EXERCISE AIM — Nothing in the records should differ when you write them out again.

ENTRIES SHOWN —
++++++

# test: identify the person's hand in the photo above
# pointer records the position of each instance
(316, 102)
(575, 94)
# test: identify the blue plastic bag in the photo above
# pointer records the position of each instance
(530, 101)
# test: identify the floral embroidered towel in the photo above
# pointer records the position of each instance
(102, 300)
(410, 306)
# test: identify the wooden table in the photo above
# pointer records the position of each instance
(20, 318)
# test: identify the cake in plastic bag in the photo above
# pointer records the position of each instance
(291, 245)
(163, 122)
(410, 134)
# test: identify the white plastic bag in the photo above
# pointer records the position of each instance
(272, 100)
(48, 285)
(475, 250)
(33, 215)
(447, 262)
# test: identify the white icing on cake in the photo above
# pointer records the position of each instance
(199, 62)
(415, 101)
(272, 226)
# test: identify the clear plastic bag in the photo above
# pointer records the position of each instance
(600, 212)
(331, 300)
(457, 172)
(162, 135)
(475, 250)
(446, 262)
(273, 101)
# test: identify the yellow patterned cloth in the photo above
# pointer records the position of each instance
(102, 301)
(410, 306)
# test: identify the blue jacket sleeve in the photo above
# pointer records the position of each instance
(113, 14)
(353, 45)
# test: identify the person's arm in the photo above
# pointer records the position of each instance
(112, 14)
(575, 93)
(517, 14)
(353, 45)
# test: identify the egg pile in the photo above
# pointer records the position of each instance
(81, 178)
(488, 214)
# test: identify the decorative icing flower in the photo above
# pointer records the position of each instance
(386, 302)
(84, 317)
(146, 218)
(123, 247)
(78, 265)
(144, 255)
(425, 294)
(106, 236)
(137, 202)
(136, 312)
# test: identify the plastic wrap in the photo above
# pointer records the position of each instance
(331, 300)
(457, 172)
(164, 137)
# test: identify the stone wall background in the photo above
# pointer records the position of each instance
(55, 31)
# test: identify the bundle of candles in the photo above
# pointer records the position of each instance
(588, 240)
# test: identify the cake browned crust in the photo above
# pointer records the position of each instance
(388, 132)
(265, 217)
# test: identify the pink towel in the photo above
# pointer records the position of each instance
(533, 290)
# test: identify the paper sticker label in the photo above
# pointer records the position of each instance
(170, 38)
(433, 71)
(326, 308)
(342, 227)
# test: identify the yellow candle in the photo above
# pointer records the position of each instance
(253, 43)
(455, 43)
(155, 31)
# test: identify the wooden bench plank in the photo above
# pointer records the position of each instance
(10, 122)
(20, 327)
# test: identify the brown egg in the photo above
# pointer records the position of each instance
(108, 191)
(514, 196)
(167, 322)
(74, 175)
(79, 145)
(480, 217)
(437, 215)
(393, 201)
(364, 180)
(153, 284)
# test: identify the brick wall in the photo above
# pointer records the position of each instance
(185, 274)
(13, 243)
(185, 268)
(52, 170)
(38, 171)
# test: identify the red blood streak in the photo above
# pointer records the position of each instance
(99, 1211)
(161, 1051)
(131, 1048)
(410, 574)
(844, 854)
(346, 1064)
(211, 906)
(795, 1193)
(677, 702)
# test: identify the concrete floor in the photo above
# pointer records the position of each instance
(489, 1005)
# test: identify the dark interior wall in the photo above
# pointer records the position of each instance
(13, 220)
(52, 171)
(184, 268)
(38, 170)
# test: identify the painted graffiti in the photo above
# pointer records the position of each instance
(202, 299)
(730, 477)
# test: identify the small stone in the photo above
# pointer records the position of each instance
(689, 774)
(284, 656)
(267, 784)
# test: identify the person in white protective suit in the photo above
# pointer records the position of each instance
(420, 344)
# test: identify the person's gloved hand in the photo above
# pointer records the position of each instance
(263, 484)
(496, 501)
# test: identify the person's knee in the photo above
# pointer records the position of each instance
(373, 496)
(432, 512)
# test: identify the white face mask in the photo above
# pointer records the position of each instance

++++++

SOLUTION FOR THIS EXERCISE —
# test: identify the person's hand in the photo above
# pointer records the position of each instance
(316, 102)
(575, 94)
# test: identify the blue plastic bag in the photo above
# pointer records the position of each instance
(530, 101)
# test: identify the floral embroidered towel in the photo above
# pointer records the position of each instance
(102, 300)
(410, 306)
# test: identify the wooden table in the photo above
# pointer records the position of each instance
(20, 318)
# test: identify the cake in plastic bag in the photo above
# pointer records the position of each instance
(291, 245)
(163, 122)
(410, 134)
# test: identify the white plastic bag in the photo above
# pointer records the position of each instance
(272, 100)
(48, 285)
(475, 250)
(33, 215)
(447, 262)
# test: identify the white icing on cake in the photo above
# pointer records the position of each instance
(199, 62)
(415, 101)
(272, 226)
# test: identify the clear plastic bag in the photo above
# pointer records the position of each instance
(600, 212)
(331, 300)
(457, 172)
(162, 135)
(475, 250)
(446, 262)
(273, 101)
# test: identify the yellow patterned cloth in the photo above
# pointer records the position of each instance
(102, 301)
(410, 306)
# test: identify the blue jacket sleeve in the photo above
# pointer records the position of each instance
(113, 14)
(353, 45)
# test: identify the person's arm in the photo above
# pointer records the position of each instance
(112, 14)
(575, 93)
(517, 14)
(353, 45)
# test: identify the egg pile in the photo above
# pointer records the position of each instance
(81, 178)
(488, 214)
# test: identify the decorative icing flower in the photo above
# pointer records the position of each instance
(386, 302)
(84, 317)
(146, 218)
(123, 247)
(78, 265)
(144, 255)
(425, 294)
(106, 236)
(137, 202)
(136, 312)
# test: identify the plastic wrap in the photo above
# pointer records the position of each instance
(331, 300)
(457, 172)
(164, 137)
# test: identify the stone wall background in the photo above
# pointer records the position of each instance
(55, 31)
# test: identify the bundle of candles in the photo above
# pointer records the position of each instance
(588, 240)
# test: identify the cake browned crust in the photo above
# pointer records the position of each instance
(388, 132)
(265, 217)
# test: identify the pink towel in the photo above
# pointer records the position of each instance
(533, 290)
# test: identify the paper sticker label in the photo above
# pointer records the position of each instance
(170, 38)
(433, 71)
(326, 308)
(342, 227)
# test: identify the yellow candle in the photo above
# pointer records the position of each instance
(253, 43)
(455, 43)
(155, 31)
# test: identify the wooden bench plank in the photo above
# pointer records the position of each instance
(10, 122)
(20, 327)
# test: identify the brown egg in the photo above
# pointer records the position of each instance
(108, 191)
(514, 196)
(167, 322)
(74, 175)
(79, 145)
(480, 217)
(437, 215)
(393, 201)
(364, 180)
(153, 284)
# test: identify the brick wall in the photo above
# pointer records the position of each instance
(185, 274)
(13, 243)
(185, 268)
(52, 170)
(38, 171)
# test: identify the red blood streak in the photo above
# pointer records the position of each instance
(99, 1211)
(161, 1051)
(131, 1048)
(410, 574)
(844, 854)
(346, 1064)
(211, 906)
(795, 1193)
(677, 702)
# test: identify the concrete floor in the photo above
# pointer records the position of each instance
(489, 1005)
# test: identify the dark interior wall in the photo above
# pointer records the position of each instance
(13, 220)
(52, 171)
(184, 268)
(38, 170)
# test: identify the painted graffiti in the photo above
# pointer records the position of each instance
(202, 299)
(730, 477)
# test: identify the small stone in the photo above
# pointer records the position of each instance
(689, 774)
(284, 656)
(267, 784)
# test: identify the person in white protective suit in the photo above
# pointer records the position of each instance
(420, 344)
# test: identify the person's gloved hand in the photo above
# pointer records the position of each instance
(263, 484)
(496, 501)
# test: identify the person's knee in the photo above
# pointer records the position of each instance
(373, 496)
(432, 512)
# test: identify the white face mask in the photo above
# pointer records the position of each instance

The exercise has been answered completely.